Consignas:
**a)** Según el texto fuente, ¿con qué fin debían dejarse ver ante los hombres las obras de los discípulos?
**b)** Reproduce del texto fuente el fragmento comprendido entre "Para evitar que" y "semejantes como vosotros.", ambos incluidos.

Texto fuente:
Para evitar que la razón de su virtud fuera la gloria humana, ya su Maestro los había adoctrinado con estas palabras: Cuidado con hacer vuestras obras de piedad delante de la gente para llamar la atención; si no, os quedáis sin paga de vuestro Padre del cielo10. Pero para que no interpretasen exageradamente tal recomendación, y por miedo a agradar a los hombres ocultasen su bondad, con perjuicio del fruto apostólico, les aclaró el motivo por el que debían dejarse ver: Brillen también -les dijo- vuestras obras ante los hombres; que vean el bien que hacéis y glorifiquen a vuestro Padre del cielo11. Así, pues, no para llamar la atención, es decir, con la intención de que se fijen en vosotros, que nada sois por vosotros mismos, sino para que glorifiquen a vuestro Padre del cielo, al cual, si se vuelven, se harán semejantes como vosotros.

Listado de datos:
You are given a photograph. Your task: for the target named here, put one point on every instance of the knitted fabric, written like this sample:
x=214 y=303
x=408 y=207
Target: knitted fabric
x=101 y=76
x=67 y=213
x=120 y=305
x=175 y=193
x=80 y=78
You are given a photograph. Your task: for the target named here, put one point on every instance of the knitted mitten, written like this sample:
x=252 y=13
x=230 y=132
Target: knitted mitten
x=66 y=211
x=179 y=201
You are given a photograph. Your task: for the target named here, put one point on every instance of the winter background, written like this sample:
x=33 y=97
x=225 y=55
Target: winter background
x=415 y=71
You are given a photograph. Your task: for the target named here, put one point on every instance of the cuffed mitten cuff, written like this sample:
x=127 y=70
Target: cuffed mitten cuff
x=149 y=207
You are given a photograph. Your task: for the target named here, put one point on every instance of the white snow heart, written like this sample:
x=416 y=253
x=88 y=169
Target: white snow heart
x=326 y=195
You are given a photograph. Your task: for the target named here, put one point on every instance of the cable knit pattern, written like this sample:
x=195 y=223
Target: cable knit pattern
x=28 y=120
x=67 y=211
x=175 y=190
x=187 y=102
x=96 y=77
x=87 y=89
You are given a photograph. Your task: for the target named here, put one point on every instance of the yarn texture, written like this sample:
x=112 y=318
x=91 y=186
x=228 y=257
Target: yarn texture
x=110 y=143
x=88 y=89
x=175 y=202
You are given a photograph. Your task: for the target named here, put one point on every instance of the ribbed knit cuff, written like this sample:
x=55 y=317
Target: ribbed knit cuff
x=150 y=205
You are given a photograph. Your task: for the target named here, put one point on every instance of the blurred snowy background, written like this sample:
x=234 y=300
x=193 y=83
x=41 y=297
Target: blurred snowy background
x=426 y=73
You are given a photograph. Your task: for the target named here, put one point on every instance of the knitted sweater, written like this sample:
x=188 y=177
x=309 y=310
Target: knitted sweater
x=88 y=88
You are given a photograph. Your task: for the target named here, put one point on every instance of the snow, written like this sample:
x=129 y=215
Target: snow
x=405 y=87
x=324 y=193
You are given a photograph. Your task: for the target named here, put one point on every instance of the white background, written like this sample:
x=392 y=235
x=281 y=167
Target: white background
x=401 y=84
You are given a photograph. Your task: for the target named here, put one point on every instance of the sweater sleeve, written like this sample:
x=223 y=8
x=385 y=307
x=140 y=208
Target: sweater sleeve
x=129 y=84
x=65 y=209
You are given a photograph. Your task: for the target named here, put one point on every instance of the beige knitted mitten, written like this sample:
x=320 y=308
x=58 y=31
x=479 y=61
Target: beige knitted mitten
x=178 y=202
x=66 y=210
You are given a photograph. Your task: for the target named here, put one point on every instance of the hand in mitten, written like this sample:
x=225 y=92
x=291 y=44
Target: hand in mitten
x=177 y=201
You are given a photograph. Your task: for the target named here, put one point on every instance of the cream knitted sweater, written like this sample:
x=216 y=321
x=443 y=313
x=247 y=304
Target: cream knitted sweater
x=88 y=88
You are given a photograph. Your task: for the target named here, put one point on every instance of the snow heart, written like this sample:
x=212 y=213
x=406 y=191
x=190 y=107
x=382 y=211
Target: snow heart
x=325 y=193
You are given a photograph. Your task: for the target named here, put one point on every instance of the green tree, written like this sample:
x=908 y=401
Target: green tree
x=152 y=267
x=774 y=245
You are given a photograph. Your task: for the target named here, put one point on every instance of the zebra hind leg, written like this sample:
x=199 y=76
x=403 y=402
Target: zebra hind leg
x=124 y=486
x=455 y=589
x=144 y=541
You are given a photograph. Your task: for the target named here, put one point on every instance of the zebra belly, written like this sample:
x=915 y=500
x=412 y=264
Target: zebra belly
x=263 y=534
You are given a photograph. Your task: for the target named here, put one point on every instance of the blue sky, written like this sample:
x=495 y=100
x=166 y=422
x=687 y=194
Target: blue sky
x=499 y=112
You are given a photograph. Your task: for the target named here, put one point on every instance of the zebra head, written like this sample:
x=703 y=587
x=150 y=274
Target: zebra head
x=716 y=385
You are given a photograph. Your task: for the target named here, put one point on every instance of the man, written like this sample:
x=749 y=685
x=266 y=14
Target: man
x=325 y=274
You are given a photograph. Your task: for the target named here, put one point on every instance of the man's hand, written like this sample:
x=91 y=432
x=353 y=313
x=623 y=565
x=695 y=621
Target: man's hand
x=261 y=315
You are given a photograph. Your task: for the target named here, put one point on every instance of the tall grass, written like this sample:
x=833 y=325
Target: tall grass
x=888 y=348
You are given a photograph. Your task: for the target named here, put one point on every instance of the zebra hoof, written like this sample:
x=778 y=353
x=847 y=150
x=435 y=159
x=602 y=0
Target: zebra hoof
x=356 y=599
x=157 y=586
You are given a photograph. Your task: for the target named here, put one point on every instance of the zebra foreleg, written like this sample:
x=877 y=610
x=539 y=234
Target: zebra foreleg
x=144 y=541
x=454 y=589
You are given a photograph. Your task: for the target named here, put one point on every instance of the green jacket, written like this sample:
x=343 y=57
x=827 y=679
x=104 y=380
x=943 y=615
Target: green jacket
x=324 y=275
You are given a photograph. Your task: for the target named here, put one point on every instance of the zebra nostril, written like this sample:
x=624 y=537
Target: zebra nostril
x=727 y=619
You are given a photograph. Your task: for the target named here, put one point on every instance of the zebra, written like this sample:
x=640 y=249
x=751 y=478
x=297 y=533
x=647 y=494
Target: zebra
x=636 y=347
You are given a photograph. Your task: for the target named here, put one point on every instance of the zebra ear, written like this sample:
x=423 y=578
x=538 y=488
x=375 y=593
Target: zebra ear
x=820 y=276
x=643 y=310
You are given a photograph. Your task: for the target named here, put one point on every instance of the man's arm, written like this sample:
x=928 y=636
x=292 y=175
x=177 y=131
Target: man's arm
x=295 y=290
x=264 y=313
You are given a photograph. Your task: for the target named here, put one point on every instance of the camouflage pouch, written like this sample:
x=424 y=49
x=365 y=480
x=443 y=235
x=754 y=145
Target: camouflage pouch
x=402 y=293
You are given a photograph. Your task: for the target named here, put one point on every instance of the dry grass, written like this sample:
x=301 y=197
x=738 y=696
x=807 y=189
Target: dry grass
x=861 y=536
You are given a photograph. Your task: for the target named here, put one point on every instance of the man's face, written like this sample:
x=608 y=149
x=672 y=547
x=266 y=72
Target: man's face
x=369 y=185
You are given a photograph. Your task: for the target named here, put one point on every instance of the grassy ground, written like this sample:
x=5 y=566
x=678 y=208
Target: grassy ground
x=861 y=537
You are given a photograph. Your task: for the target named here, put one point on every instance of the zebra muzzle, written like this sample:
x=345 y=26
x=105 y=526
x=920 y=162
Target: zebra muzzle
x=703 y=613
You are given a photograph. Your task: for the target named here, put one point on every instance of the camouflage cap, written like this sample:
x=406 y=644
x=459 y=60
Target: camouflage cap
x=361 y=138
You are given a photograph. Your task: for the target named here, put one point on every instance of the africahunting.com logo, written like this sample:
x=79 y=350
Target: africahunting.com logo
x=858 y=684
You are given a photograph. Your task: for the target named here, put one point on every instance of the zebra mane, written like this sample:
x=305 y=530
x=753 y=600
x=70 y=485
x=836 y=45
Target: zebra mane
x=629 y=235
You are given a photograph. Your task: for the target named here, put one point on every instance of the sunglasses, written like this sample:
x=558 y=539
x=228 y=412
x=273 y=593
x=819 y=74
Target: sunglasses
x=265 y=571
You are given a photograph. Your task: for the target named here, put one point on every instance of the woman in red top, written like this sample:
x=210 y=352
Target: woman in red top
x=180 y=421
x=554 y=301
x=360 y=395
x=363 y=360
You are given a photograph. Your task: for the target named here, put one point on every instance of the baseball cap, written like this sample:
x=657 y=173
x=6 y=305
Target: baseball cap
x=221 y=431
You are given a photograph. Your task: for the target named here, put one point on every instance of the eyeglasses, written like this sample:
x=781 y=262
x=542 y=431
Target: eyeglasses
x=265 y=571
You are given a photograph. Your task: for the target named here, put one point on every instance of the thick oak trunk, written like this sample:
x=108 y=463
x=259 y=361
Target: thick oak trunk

Soluciones:
**a)** Para que los hombres vieran el bien que hacían y glorificaran a su Padre del cielo.

**b)**
Para evitar que la razón de su virtud fuera la gloria humana, ya su Maestro los había adoctrinado con estas palabras: Cuidado con hacer vuestras obras de piedad delante de la gente para llamar la atención; si no, os quedáis sin paga de vuestro Padre del cielo10. Pero para que no interpretasen exageradamente tal recomendación, y por miedo a agradar a los hombres ocultasen su bondad, con perjuicio del fruto apostólico, les aclaró el motivo por el que debían dejarse ver: Brillen también -les dijo- vuestras obras ante los hombres; que vean el bien que hacéis y glorifiquen a vuestro Padre del cielo11. Así, pues, no para llamar la atención, es decir, con la intención de que se fijen en vosotros, que nada sois por vosotros mismos, sino para que glorifiquen a vuestro Padre del cielo, al cual, si se vuelven, se harán semejantes como vosotros.